* [Exercise task A] In the parliamentary debate excerpt, what does the first speaker say the Government have refused?
* [Exercise task B] In the part of the parliamentary debate excerpt that begins "The hon. Member has brought some controversy," list each thing the speaker says the hon. Member has done in his speech.

It is the first charge on the estate, and obviously the security of that property is not worth as much as before the passage of this Bill. Agreeing as I do that the farmers, through no fault of their own, have a grievance, I say that this is not the way to remedy the grievance. I want, in conclusion, to associate myself with the remarks which fell from the hon. Member who moved at the end of his speech. He made a very strong, and, to my mind, a very sound appeal for the whole of these questions being dealt with from a purely non-political and non-partisan point of view. I agree absolutely. I feel that enormous harm is being done to the whole of the agricultural industry by it being used as a football by political partisans, but I cannot help feeling that, holding the position he does, not only in this House, but also outside amongst the agricultural community, he should use his abilities and influence with the Government of the day. They have refused either an impartial inquiry or a Royal Commission. I feel that all these questions, like the one which we are discussing to-day, can only be dealt with if we have a thoroughly impartial Commission composed, not of politicians, but of practical agriculturists.
1.0 P.M.
The hon. Member has brought some controversy into the discussion, but he has done so, I am sure, without any offence to anybody on this side of the House. He has told us the tale of a landowner who was constrained by the exigencies of his time to sell his estate, but I observe that in his case, as in so many others, he sold it to considerable advantage. If there is a lack of confidence in some agricultural quarters there seems to be a spirit of over confidence in others. Whenever I hear of these sales of landed estates, I observe that there are always those ready to purchase. The hon. Member complains of this Bill as being a very small Bill, and he twitted the Ministerial side of the House with an anxiety to catch votes by it. Might I point out to him that the only compensation farmers enjoy at the present time is attributable to an Act passed by a Liberal Government. [HON. MEMBERS: "NO, no!"] I may qualify that by saying that a considerable instalment of the security they enjoy has been conferred upon them by a Liberal Government. I rejoice that by this Bill it is proposed to extend, ever so slightly it may be, this principle of compensation.

* [Data extract]
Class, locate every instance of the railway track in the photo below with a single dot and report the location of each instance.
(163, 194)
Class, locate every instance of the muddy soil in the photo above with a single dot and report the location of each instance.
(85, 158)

* [Correct output A] They have refused either an impartial inquiry or a Royal Commission.

* [Correct output B]
- Brought some controversy into the discussion, without offense to anybody on the speaker's side of the House
- Told the tale of a landowner who was constrained to sell his estate
- Complained of the Bill as being a very small Bill
- Twitted the Ministerial side of the House with an anxiety to catch votes by it